[Dataset records]
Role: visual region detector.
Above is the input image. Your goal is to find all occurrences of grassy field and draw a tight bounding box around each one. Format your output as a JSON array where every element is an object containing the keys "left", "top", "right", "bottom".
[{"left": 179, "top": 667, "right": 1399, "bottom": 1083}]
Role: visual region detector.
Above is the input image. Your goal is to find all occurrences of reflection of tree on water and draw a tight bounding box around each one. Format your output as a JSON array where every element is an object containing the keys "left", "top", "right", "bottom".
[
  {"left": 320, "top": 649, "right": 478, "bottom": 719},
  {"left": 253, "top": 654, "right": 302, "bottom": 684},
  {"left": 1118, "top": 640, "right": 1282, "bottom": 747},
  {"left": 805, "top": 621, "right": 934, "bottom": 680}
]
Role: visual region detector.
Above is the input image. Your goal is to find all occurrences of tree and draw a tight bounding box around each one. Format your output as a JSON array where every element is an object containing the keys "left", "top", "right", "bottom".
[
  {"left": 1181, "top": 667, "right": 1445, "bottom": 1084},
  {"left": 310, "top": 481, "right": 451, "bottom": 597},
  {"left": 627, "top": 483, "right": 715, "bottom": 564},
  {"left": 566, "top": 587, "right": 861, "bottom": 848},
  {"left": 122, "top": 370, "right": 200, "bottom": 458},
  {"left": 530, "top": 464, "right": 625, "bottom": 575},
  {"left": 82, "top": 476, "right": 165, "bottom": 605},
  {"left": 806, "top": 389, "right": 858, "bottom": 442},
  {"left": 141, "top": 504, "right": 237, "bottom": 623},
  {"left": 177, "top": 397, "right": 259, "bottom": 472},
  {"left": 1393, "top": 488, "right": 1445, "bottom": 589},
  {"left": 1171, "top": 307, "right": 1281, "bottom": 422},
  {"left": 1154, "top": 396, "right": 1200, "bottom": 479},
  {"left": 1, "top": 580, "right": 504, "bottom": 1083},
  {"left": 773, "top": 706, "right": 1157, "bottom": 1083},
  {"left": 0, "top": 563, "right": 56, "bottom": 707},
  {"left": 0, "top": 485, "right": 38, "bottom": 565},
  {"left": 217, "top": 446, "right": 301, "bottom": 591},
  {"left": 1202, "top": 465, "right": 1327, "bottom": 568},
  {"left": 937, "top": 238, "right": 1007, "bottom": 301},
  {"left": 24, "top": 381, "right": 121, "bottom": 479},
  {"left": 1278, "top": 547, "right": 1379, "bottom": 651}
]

Exercise directions – Retype all the data. Nothing may be left out or altered.

Solution to this task –
Role: visual region detector.
Above is the input image. Your goal is to find all occurrences of grassy field and draw a tight bounding box around each one. Format your output as a JSON array where every element is an object containing the keys "left", "top", "right", "bottom".
[{"left": 179, "top": 667, "right": 1399, "bottom": 1083}]
Role: visual region detector.
Above is the input image. Your goal is to find all occurrences of reflection of tree on water and draw a tight bounding box around each one. Format your output as a JSON array where every element is an object containing the keys "left", "top", "right", "bottom".
[
  {"left": 320, "top": 649, "right": 478, "bottom": 719},
  {"left": 253, "top": 654, "right": 302, "bottom": 684},
  {"left": 1118, "top": 640, "right": 1282, "bottom": 747},
  {"left": 805, "top": 621, "right": 934, "bottom": 680}
]
Role: visual region detector.
Above is the input image. Your goal is to find all occurrences of tree and draw a tight bounding box around each one. Format your output as a JSON array where every element is an object containing the keys "left", "top", "right", "bottom".
[
  {"left": 1181, "top": 667, "right": 1445, "bottom": 1084},
  {"left": 310, "top": 481, "right": 451, "bottom": 597},
  {"left": 627, "top": 483, "right": 715, "bottom": 564},
  {"left": 566, "top": 587, "right": 861, "bottom": 848},
  {"left": 122, "top": 370, "right": 200, "bottom": 458},
  {"left": 530, "top": 464, "right": 625, "bottom": 575},
  {"left": 82, "top": 476, "right": 165, "bottom": 605},
  {"left": 806, "top": 389, "right": 858, "bottom": 442},
  {"left": 141, "top": 504, "right": 237, "bottom": 623},
  {"left": 177, "top": 397, "right": 259, "bottom": 472},
  {"left": 1393, "top": 488, "right": 1445, "bottom": 589},
  {"left": 1171, "top": 307, "right": 1281, "bottom": 422},
  {"left": 1154, "top": 396, "right": 1200, "bottom": 479},
  {"left": 1, "top": 580, "right": 504, "bottom": 1083},
  {"left": 773, "top": 706, "right": 1157, "bottom": 1083},
  {"left": 0, "top": 563, "right": 56, "bottom": 707},
  {"left": 0, "top": 485, "right": 38, "bottom": 565},
  {"left": 217, "top": 446, "right": 301, "bottom": 591},
  {"left": 1202, "top": 465, "right": 1327, "bottom": 568},
  {"left": 937, "top": 238, "right": 1007, "bottom": 301},
  {"left": 24, "top": 381, "right": 121, "bottom": 479},
  {"left": 1278, "top": 547, "right": 1379, "bottom": 651}
]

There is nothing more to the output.